» **COSA FARE**: Per favore, aggiorna il brano sull'evoluzione riscrivendo tutto da "Ciò che non" giù fino a "come i pipistrelli).", con "encefalizzazione" al posto di "cerebralizzazione".

Non c’è quindi stato alcun finalismo di tipo classico: le miriadi delle specie (sia viventi che estinte) non sono il frutto di uno stampo divino pre-ordinato e imposto; potevamo provenire dagli scoiattoli, o, che ne so, dagli insetti sociali. In quest’ultimo caso ci sarebbe stato presumibilmente minor male morale, ma anche minore libertà. O l’uomo poteva pure non fare la sua comparsa, almeno qui sulla Terra; ma la probabilità che la vita intelligente (non su migliaia di pianeti, ma, diciamo, su almeno un paio, non importa dove) facesse la sua comparsa non era inferiore, facendo una stima molto prudente, all’80%.

 

Un Dio fotografo?

Sotto questo profilo la contingenza riguarderebbe solo le modalità concrete nelle sue possibili varianti (in un tempo piuttosto che in un altro, in un posto piuttosto che in un altro, in un modo piuttosto che in un altro: potevamo provenire ad es. dai delfini o dai pinguini…), ma non la sostanza di una progressiva (anche se a latere) cerebralizzazione, che è stata massimamente raggiunta nella nostra specie con tutte le sue meravigliose opportunità.

Ciò che non è frutto del caso [nell’accezione comune di un lancio di dadi], è appunto la tendenza alla complessità in generale (non necessariamente sempre verso l’umanità, anzi la stragrande maggioranza delle esplorazioni ha percorso altre strade), ed in particolare quella verso la cerebralizzazione, almeno della parte animale del mondo, la quale però ha una necessità vitale dell’altra parte del mondo (vegetale) che ha compiuto una scelta diversa. Sì, sono vie scelte dalla natura: una cosa che Pievani, Boncinelli e soci, inchiodati al loro pregiudizio cartesiano che la natura sia solo res extensa, non vedono. Certo sono state solo poche quelle vie che andavano verso un cervello ultra complesso di tipo umano, in pratica solo la linea dei mammiferi (compresi quelli con le pinne come balene e delfini, e quelli con ali come i pipistrelli).

» **ESTRATTI DELLE VOCI**:

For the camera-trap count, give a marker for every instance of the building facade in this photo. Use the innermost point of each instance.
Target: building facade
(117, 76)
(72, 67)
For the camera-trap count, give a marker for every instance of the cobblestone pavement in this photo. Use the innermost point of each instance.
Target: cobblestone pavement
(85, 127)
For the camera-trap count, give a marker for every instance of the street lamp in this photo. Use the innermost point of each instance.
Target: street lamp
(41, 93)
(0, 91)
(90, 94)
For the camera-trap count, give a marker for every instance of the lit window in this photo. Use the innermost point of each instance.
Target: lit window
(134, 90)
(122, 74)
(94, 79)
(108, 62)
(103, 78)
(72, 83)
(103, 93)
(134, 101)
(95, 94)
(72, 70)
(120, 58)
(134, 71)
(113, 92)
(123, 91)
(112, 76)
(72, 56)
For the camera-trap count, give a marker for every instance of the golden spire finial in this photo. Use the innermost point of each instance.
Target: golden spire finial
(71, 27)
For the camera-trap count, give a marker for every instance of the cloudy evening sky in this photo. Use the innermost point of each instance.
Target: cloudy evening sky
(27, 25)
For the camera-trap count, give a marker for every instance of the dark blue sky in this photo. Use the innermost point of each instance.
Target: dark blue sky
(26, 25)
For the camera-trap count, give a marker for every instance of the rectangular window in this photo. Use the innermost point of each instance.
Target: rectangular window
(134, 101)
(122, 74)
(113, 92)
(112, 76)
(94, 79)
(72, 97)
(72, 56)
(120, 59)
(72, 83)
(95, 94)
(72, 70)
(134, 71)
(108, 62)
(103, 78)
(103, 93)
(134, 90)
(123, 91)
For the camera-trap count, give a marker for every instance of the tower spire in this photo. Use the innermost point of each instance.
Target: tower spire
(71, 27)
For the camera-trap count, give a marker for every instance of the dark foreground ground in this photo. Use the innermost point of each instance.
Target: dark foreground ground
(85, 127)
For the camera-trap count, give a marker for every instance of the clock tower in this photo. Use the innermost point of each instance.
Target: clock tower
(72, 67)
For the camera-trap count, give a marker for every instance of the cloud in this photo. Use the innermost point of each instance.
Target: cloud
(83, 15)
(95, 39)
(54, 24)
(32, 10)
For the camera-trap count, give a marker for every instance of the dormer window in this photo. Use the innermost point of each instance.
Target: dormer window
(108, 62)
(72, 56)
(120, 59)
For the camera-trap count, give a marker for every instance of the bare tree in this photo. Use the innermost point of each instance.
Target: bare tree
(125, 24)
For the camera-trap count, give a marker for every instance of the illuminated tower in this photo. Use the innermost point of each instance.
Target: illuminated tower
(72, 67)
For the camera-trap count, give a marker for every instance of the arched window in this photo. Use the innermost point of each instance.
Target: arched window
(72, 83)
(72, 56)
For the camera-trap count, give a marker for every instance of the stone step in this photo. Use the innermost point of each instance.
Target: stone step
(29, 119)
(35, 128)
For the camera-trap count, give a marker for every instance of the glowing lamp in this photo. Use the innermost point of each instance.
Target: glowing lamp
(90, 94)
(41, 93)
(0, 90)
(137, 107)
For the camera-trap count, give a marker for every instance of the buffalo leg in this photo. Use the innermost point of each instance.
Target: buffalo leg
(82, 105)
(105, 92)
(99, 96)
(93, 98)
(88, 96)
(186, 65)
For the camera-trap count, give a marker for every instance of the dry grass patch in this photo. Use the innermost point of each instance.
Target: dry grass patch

» **RISULTATO**:
Ciò che non è frutto del caso [nell’accezione comune di un lancio di dadi], è appunto la tendenza alla complessità in generale (non necessariamente sempre verso l’umanità, anzi la stragrande maggioranza delle esplorazioni ha percorso altre strade), ed in particolare quella verso la encefalizzazione, almeno della parte animale del mondo, la quale però ha una necessità vitale dell’altra parte del mondo (vegetale) che ha compiuto una scelta diversa. Sì, sono vie scelte dalla natura: una cosa che Pievani, Boncinelli e soci, inchiodati al loro pregiudizio cartesiano che la natura sia solo res extensa, non vedono. Certo sono state solo poche quelle vie che andavano verso un cervello ultra complesso di tipo umano, in pratica solo la linea dei mammiferi (compresi quelli con le pinne come balene e delfini, e quelli con ali come i pipistrelli).